◆ Information supplied:
......

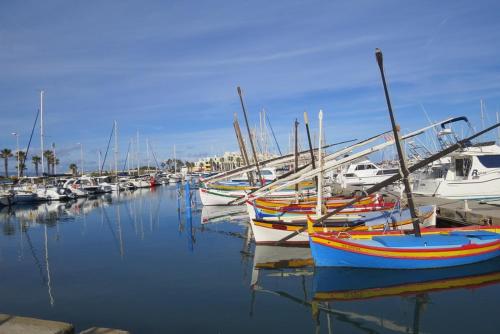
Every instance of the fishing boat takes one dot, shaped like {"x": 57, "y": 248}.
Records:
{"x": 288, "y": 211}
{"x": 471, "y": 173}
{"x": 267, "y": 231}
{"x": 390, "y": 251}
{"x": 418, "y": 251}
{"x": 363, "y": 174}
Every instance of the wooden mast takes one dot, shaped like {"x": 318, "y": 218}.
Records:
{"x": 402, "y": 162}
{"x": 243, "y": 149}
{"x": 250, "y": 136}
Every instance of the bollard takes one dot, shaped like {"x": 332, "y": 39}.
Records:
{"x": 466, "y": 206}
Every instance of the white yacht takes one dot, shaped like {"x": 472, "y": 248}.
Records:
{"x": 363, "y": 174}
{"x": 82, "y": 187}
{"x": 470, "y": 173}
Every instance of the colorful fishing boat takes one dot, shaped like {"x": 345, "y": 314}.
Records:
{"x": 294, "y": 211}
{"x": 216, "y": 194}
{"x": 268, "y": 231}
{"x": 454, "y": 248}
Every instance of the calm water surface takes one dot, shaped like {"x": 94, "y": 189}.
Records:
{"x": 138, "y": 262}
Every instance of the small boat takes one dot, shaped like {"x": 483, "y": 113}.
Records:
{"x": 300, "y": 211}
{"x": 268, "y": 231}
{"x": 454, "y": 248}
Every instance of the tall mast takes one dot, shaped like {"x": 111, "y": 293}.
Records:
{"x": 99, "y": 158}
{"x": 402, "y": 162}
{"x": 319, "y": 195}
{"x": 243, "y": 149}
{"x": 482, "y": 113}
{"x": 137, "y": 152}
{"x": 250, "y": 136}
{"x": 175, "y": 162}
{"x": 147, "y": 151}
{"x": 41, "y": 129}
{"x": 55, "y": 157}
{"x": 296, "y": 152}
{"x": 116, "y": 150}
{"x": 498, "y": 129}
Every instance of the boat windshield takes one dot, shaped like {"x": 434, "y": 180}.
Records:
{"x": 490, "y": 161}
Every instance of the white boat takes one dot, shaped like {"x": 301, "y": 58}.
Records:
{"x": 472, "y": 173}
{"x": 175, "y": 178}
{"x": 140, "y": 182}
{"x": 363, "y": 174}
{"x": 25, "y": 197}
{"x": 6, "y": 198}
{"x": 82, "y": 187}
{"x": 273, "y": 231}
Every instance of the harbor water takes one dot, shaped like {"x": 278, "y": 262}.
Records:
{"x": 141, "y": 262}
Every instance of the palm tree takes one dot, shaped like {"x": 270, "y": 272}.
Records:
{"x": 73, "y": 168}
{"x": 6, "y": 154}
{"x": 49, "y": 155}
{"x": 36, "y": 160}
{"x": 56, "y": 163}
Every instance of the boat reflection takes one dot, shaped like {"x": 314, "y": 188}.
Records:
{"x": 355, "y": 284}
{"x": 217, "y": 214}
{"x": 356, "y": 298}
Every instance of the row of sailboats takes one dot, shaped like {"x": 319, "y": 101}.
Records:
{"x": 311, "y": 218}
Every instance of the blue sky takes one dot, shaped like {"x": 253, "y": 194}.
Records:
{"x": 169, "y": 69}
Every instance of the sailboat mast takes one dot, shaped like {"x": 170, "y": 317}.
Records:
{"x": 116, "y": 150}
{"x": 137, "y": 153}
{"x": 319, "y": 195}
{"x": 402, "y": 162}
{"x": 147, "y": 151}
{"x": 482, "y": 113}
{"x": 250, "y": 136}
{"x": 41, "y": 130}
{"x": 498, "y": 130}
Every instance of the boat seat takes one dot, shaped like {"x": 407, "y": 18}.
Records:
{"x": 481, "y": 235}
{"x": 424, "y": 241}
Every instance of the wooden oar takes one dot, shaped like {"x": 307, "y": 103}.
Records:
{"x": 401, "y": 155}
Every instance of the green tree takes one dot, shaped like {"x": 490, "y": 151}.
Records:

......

The records above are to be restated exactly, without their pictures.

◆ Exercise solution:
Every instance of the fishing boat takes one dot, shaped like {"x": 57, "y": 248}.
Records:
{"x": 288, "y": 211}
{"x": 471, "y": 173}
{"x": 267, "y": 231}
{"x": 390, "y": 251}
{"x": 418, "y": 251}
{"x": 363, "y": 174}
Every instance of the wooden mast takes one dot, shaped like {"x": 318, "y": 218}.
Records:
{"x": 402, "y": 162}
{"x": 243, "y": 149}
{"x": 250, "y": 136}
Every instance of the bollard takes one dot, shaped like {"x": 332, "y": 39}.
Records:
{"x": 466, "y": 206}
Every instance of the white yacht takes one dot, shaped like {"x": 472, "y": 248}.
Records:
{"x": 363, "y": 174}
{"x": 82, "y": 187}
{"x": 470, "y": 173}
Every instance of the colorful fishing boat takes one dot, shaped like {"x": 345, "y": 314}.
Records:
{"x": 294, "y": 211}
{"x": 216, "y": 194}
{"x": 268, "y": 231}
{"x": 454, "y": 248}
Every instance of the calm water surface takes one dot, shaped like {"x": 94, "y": 189}.
Records:
{"x": 138, "y": 262}
Every instance of the small boat takes one dot, shaped like {"x": 483, "y": 113}.
Records:
{"x": 300, "y": 211}
{"x": 268, "y": 231}
{"x": 454, "y": 248}
Every instance of the tall mast takes one dot, shaped like {"x": 111, "y": 293}.
Records:
{"x": 99, "y": 158}
{"x": 402, "y": 162}
{"x": 319, "y": 195}
{"x": 243, "y": 149}
{"x": 482, "y": 113}
{"x": 137, "y": 152}
{"x": 250, "y": 136}
{"x": 175, "y": 162}
{"x": 147, "y": 151}
{"x": 41, "y": 129}
{"x": 55, "y": 157}
{"x": 296, "y": 152}
{"x": 116, "y": 150}
{"x": 498, "y": 129}
Every instance of the boat windshield takes one dot, shaped like {"x": 434, "y": 180}.
Records:
{"x": 490, "y": 161}
Every instance of the white boat takes one dot, shaped like {"x": 301, "y": 58}.
Records:
{"x": 472, "y": 173}
{"x": 175, "y": 178}
{"x": 140, "y": 182}
{"x": 363, "y": 174}
{"x": 25, "y": 197}
{"x": 6, "y": 198}
{"x": 82, "y": 187}
{"x": 273, "y": 231}
Every instance of the harbor water takes one dot, shaped like {"x": 278, "y": 262}.
Records:
{"x": 141, "y": 262}
Every instance of the palm tree takes one dot, shaped like {"x": 270, "y": 272}.
Records:
{"x": 73, "y": 168}
{"x": 6, "y": 154}
{"x": 49, "y": 155}
{"x": 36, "y": 160}
{"x": 56, "y": 163}
Every instance of the boat reflection takes one dot, shaped like {"x": 314, "y": 188}.
Records:
{"x": 355, "y": 284}
{"x": 217, "y": 214}
{"x": 356, "y": 298}
Every instance of the row of sailboats takes one dot, shaped like {"x": 319, "y": 101}.
Records:
{"x": 311, "y": 218}
Every instance of the blue sky takes one dot, shaped like {"x": 253, "y": 194}.
Records:
{"x": 169, "y": 69}
Every instance of the sailboat mast takes one dot, shaped like {"x": 170, "y": 317}.
Records:
{"x": 116, "y": 150}
{"x": 137, "y": 153}
{"x": 319, "y": 195}
{"x": 402, "y": 162}
{"x": 147, "y": 151}
{"x": 482, "y": 113}
{"x": 250, "y": 136}
{"x": 41, "y": 130}
{"x": 498, "y": 130}
Every instance of the boat seat takes one dot, shaped like {"x": 407, "y": 18}.
Records:
{"x": 481, "y": 235}
{"x": 424, "y": 241}
Every instance of the wooden oar takes one dot, shaped like {"x": 307, "y": 103}.
Records:
{"x": 401, "y": 155}
Every instance of the green tree takes one dot, shaped like {"x": 490, "y": 151}.
Records:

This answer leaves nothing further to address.